* **The exercise**
Exactly reproduce the lines from the line that has "Target | silhouetted crowd" down to the last line of the entries, inclusive.

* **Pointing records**
• • • • • • •

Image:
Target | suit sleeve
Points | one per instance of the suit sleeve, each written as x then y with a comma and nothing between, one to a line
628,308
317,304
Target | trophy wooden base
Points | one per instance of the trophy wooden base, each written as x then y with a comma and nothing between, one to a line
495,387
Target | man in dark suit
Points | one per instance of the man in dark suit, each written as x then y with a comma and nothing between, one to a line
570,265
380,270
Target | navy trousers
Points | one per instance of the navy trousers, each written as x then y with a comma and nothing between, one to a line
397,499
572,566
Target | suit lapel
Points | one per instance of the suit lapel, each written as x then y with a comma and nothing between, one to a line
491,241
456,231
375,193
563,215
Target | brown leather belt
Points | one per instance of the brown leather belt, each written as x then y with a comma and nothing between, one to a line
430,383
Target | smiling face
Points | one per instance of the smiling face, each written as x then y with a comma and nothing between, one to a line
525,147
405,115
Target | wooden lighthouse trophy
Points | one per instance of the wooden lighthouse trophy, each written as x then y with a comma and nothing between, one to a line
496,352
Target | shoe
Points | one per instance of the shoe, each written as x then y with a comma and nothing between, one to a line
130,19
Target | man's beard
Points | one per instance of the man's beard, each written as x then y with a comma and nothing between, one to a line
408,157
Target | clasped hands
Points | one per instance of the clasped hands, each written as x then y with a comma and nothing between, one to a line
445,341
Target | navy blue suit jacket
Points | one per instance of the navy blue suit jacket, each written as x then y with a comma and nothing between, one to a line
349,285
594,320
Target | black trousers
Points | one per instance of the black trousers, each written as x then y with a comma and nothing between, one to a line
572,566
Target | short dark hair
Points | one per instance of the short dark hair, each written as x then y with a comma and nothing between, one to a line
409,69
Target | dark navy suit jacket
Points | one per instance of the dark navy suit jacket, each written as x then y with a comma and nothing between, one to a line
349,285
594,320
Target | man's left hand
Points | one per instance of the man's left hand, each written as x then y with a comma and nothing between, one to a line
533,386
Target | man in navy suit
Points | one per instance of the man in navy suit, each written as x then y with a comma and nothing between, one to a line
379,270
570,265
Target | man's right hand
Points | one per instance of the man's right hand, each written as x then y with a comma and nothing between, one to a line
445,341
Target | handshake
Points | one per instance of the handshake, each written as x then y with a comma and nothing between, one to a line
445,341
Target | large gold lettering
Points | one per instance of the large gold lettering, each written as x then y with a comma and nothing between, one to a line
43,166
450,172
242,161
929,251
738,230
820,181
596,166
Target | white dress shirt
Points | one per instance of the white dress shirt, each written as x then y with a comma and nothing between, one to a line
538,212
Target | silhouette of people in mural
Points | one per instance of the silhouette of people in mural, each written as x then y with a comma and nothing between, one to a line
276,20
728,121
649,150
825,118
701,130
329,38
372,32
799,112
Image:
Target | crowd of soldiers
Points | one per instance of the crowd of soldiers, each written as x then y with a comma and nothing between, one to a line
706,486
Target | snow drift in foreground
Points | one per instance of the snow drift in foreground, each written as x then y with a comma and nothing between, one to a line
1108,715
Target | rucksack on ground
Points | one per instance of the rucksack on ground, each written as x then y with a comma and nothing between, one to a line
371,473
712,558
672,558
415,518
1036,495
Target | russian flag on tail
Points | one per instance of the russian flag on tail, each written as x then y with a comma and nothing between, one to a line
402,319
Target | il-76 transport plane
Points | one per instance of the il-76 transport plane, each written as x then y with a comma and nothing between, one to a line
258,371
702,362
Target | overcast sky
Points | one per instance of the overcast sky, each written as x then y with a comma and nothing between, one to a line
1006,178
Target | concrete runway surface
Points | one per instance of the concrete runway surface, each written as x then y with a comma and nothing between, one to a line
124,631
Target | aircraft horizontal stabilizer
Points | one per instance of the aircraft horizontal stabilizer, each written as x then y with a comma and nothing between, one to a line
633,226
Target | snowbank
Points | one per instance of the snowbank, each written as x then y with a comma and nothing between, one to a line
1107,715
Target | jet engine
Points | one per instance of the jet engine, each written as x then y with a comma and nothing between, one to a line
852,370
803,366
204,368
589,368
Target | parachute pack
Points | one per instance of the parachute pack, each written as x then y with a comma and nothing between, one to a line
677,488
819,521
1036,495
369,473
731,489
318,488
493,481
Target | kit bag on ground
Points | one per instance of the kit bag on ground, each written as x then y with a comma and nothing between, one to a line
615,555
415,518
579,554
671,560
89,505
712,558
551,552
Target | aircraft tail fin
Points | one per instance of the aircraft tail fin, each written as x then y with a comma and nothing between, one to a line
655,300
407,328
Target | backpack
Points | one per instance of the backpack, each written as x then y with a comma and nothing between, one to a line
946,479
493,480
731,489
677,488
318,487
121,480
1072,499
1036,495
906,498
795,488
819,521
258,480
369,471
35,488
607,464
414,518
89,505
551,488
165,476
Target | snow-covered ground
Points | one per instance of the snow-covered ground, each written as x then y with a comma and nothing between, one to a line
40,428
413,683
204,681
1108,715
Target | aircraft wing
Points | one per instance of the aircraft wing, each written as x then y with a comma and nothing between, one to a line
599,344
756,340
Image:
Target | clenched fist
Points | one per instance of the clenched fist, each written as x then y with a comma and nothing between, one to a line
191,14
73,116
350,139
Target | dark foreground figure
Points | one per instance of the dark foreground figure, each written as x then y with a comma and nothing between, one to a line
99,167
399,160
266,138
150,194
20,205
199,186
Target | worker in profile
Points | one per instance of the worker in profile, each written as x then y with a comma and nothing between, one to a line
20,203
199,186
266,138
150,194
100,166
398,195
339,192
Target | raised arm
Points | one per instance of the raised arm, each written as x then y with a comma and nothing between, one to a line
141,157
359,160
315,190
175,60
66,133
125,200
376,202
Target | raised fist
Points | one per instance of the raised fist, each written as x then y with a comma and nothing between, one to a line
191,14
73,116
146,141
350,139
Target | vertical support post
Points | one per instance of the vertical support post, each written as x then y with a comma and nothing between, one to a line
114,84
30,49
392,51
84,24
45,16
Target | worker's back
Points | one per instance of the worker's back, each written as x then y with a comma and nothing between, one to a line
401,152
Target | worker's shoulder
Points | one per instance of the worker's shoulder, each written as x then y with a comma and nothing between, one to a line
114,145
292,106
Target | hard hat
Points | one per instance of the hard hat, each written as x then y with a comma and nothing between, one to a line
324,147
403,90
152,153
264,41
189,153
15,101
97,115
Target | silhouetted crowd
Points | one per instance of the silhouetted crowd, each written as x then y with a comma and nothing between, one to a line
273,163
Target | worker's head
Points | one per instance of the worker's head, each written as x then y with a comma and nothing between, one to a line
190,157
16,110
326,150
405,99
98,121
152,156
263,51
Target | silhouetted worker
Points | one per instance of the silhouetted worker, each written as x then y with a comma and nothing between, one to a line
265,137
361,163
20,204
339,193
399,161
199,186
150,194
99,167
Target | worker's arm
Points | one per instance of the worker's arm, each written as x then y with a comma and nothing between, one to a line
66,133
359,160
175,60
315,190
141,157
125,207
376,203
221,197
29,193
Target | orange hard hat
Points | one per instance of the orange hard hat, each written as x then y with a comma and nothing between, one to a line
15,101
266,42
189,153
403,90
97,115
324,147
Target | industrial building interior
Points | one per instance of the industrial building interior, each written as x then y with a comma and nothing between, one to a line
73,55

• • • • • • •

* **Exercise result**
Target | silhouetted crowd
Points | one per instance of the silhouetted crowd, each written as x then y with a comma and nothing between, one to a line
273,163
Target | worker's head
Points | one per instance of the worker's head, each written as x then y with a comma and nothing between, one to a line
190,157
16,110
326,150
405,99
98,121
152,156
263,51
Target | silhouetted worker
Points | one per instance of the silhouetted worker, each written as x then y with a comma and nothing between, one to a line
265,137
361,163
20,204
339,193
399,161
199,186
150,194
99,167
Target | worker's arm
Points | one per instance of the worker's arm, each written as x then y with a comma and nothing between, one to a line
66,133
359,160
175,60
315,190
141,157
125,207
376,203
221,197
29,193
Target | orange hard hat
Points | one per instance of the orange hard hat, each written as x then y with a comma and nothing between, one to a line
15,101
266,42
189,153
403,90
97,115
324,147
Target | industrial building interior
Points | one per instance of the industrial building interior, each written as x then y with a comma and nothing between, one to a line
73,55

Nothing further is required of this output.